> Supplied text:
+===+

# New loft.



## Ashby Loft

Started my new loft today. I've wanted to do this for a long time, just never had the funds. Finally jumped in head first this morning. Might be able to get it almost finished tomorrow.

It's 6x8 and 8 feet tall in the front. I'll be adding an aviary on the front with a landing board and entry hole with bobs on top of the aviary.

Then, I'm going to paint it "barn red" with white trim. Should turn out pretty nice. It's a lot bigger than I imagined. 

No set plans, just had an idea of what I wanted in my head.



















..........more photos as we get closer to completion.


----------



## bcr1

Lookin good so far.


----------



## adamant

nice................


----------



## Yeasmin

That's brillint.


----------



## Jay3

Very nice. More pics when it's done.


----------



## Charis

It's great. My only question is...how do the neighbors feel about having it on the property line? You could be asking for trouble.


----------



## Ashby Loft

Charis said:


> It's great. My only question is...how do the neighbors feel about having it on the property line? You could be asking for trouble.


That is certainly a fear. I've had a smaller loft in the same spot for two years. We'll see how it goes. If they raise a stink about it, I may have to remodel and my kids will end up with a really nice play house.


----------



## sandiego

nice job!!! keep us posted bud and what kinda bird are putting in ther?


----------



## Charis

12 Volt Man said:


> That is certainly a fear. I've had a smaller loft in the same spot for two years. We'll see how it goes. If they raise a stink about it, I may have to remodel and my kids will end up with a really nice play house.


but what will happen to the birds then?


----------



## Ashby Loft

sandiego said:


> nice job!!! keep us posted bud and what kinda bird are putting in ther?



Racers. I'm hoping to possibly try a YB team next year. I'll need to come up with the money for a clock at some point.


----------



## Ashby Loft

Charis said:


> but what will happen to the birds then?


I have enough friends with lofts. I could find them new places to live easy enough.


----------



## Charis

That's good.


----------



## Ashby Loft

After 42 trips to Home Depot we made it. Just need to cut in some vents, build the aviary, then put in some nest boxes and perches.


----------



## bcr1

Looks good. At least the neighbors could not say it is an eyesore


----------



## grau geist

Looks good, Rob


----------



## Msfreebird

Nice job!


----------



## Jay3

Looks good. Hope you'll share pics of the inside when you're done.


----------



## RodSD

It looks nice. Keep us updated.


----------



## ThePigeonKid

Good job.  Keep us updated.


----------



## g0ldenb0y55

Love the RED with white trim. Your birds won't have any trouble finding home!


----------



## spirit wings

nice job, looks great!


----------



## Ashby Loft

Maybe some of you can help me make some decisions on my interior layout. 

I had originally thought that I would have one big open loft with nest boxes on one wall and perches on the other walls.

The more I think about things, I believe I want to divide the loft with a sliding door in the middle. I have some prisoner birds that I can't fly or at least can't fly until they have raised young in my loft. I also may want to seperate hens and cocks, or breeders and fliers, etc....

+===+

> Task instructions:
**a.** List the jobs that the pigeon loft thread says still remain after the 42 trips to Home Depot.
**b.** Carry on the pigeon loft thread from its last sentence.
The material has no connection to the pigeon loft thread.

> Extracted information:
+===+

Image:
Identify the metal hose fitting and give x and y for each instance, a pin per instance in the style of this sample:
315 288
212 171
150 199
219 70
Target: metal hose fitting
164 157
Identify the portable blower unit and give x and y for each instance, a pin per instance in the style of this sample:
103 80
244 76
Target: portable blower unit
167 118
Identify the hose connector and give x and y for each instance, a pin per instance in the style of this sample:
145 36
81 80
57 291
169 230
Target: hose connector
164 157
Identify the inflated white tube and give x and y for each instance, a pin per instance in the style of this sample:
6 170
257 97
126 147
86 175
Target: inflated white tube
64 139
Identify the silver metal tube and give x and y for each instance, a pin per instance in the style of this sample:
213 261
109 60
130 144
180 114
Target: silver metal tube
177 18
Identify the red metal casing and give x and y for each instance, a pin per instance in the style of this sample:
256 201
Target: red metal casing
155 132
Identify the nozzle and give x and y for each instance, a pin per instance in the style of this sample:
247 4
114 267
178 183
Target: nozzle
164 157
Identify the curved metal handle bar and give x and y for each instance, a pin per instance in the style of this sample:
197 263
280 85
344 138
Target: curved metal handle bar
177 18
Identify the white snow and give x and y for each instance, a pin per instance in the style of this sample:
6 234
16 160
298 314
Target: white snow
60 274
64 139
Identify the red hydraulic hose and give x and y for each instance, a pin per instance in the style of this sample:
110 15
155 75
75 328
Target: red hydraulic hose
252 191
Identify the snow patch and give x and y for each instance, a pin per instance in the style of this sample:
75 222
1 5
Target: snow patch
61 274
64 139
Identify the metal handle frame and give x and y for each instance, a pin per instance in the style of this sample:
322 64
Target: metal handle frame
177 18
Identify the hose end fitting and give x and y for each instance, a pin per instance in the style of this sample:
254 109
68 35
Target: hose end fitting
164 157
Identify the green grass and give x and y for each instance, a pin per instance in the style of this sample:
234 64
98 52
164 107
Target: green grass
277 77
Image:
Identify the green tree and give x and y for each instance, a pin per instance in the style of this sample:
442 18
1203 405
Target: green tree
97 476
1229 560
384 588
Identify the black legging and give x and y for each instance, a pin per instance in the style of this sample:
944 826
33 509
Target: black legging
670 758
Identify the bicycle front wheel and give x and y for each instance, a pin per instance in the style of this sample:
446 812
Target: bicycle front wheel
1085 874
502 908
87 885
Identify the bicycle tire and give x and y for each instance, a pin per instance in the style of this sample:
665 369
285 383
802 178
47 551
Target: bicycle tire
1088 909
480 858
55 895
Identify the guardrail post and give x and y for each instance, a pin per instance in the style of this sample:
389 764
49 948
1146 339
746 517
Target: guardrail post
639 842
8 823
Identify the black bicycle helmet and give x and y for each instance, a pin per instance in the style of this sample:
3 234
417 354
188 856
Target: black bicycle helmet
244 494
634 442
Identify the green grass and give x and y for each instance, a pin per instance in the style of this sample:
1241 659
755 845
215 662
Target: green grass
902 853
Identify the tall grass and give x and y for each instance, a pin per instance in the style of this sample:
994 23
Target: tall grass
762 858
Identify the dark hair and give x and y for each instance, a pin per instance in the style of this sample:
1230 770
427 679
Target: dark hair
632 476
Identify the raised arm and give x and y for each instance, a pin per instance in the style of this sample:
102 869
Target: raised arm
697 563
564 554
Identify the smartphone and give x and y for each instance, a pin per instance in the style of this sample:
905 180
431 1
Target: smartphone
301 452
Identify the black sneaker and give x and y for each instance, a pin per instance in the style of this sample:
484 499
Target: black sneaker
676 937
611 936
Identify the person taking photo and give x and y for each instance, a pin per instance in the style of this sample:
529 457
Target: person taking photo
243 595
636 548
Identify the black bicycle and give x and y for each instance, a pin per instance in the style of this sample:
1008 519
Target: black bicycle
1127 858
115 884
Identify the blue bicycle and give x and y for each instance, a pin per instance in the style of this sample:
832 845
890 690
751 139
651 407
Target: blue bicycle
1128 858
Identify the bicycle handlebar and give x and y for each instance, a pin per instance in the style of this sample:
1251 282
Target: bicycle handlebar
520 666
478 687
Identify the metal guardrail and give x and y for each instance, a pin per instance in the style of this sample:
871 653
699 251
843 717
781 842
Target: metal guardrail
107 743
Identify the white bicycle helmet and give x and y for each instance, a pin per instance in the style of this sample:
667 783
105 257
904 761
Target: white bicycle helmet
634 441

+===+

> Answers to each task:
**a.** Cutting in some vents, building the aviary, putting in some nest boxes, and putting in perches.

**b.**
So my question is this....... Should I lay out each half the same? Where they would both have some nest boxes and perches? Or, should I have nest boxes on the one half and perches on the other? 

Just wondered based on experience what works best when you can only have two sections.


----------



## Kevin

I suggest the nest boxes on one half and perches on the other


----------



## g0ldenb0y55

Perches on one side and nest boxes on the other side of the divider. Before breeding time you can stick the hens where the perches are and the cocks where the nest boxes are so they can claim a box for breeding. Then stick the hens back in with the cocks and let them breed away. This will free up the perch side for your newly weened young birds.


----------



## TheGame

What kind of birds you plan on keeping in there??


----------



## Ashby Loft

TheGame said:


> What kind of birds you plan on keeping in there??


Racing Homers.


----------



## Ashby Loft

I framed in most of the aviary last night. Getting closer. I might just put up the nest boxes and wait on finishing them. I want to build some nice fronts for them, and that could take a while. Going to build drop traps, one for each side. Then the perches. Hopefully I can move some birds in some time this weekend.

I'll try to get a new picture of the progress tonight.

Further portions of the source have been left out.